**Required action**
In the entries that follow, identify the line containing "Would you please identify the snow-covered" and return it together with all later lines, exactly as they appear.

"""

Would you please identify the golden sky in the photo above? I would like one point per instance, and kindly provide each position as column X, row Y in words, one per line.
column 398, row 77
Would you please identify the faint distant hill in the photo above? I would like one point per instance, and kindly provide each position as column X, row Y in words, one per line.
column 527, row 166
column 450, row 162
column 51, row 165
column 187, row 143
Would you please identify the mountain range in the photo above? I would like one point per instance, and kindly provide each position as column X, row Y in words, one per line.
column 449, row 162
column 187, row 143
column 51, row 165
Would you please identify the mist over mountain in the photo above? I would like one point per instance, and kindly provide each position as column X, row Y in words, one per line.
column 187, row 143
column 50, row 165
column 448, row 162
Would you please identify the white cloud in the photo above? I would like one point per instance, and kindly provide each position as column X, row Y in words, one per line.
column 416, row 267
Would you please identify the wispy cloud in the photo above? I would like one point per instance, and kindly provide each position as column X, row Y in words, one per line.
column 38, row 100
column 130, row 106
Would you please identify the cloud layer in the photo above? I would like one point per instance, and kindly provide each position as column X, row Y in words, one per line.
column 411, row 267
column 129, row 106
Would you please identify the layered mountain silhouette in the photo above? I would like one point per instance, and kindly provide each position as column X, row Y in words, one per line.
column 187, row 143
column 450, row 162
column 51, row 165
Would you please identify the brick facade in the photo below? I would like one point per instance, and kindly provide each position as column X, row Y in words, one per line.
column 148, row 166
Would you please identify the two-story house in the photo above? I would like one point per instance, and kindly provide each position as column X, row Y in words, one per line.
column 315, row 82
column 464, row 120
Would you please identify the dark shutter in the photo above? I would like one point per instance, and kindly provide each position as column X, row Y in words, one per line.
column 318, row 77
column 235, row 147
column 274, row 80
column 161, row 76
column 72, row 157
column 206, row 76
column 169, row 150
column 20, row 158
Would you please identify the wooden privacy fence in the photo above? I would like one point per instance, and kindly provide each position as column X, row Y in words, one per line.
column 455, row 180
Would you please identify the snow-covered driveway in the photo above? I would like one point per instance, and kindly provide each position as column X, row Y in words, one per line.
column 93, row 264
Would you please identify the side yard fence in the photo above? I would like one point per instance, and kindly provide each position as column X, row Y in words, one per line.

"""

**Task solution**
Would you please identify the snow-covered driveway in the photo above? I would like one point per instance, and kindly provide each position as column X, row Y in words, one per line.
column 93, row 264
Would you please identify the side yard fence in the photo above? I would like one point per instance, and kindly provide each position as column X, row Y in words, one per line.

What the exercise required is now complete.